*Provided entries*.
■ ■ ■ ■ ■
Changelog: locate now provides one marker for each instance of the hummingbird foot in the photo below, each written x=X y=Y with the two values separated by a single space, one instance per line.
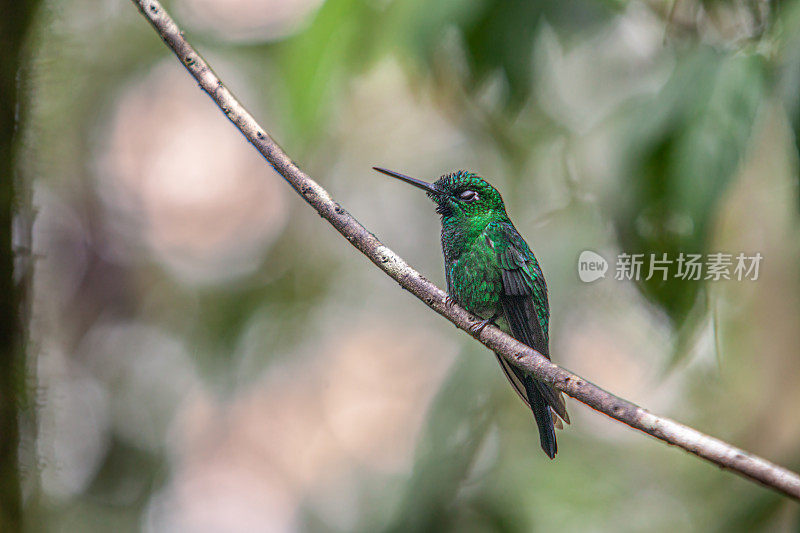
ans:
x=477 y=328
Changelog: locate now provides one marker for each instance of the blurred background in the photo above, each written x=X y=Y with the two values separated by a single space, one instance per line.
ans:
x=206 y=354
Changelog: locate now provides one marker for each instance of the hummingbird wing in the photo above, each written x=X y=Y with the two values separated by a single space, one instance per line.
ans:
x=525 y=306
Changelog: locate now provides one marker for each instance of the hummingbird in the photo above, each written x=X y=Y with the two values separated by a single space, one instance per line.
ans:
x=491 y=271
■ ■ ■ ■ ■
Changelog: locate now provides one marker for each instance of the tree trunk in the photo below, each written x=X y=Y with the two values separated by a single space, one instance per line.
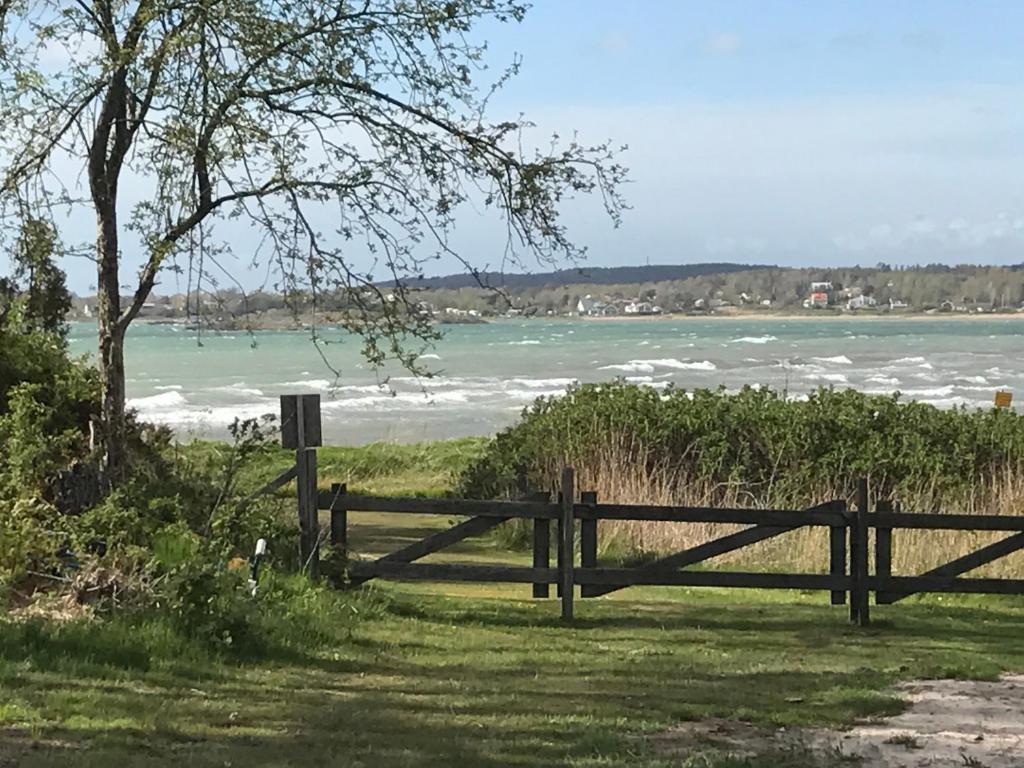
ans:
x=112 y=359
■ ■ ■ ■ ■
*Written exercise*. Edit the rows starting at the line containing "of the tree" and ending at the line containing "x=112 y=359": change "marker" to "point" and keep everything else as is. Give only those lines, without the picture.

*Reply*.
Changelog: locate now provides one point for each instance of the tree trunk in the photo below, each written x=X y=Y with the two values separated by a single space, one instance per line.
ans:
x=112 y=359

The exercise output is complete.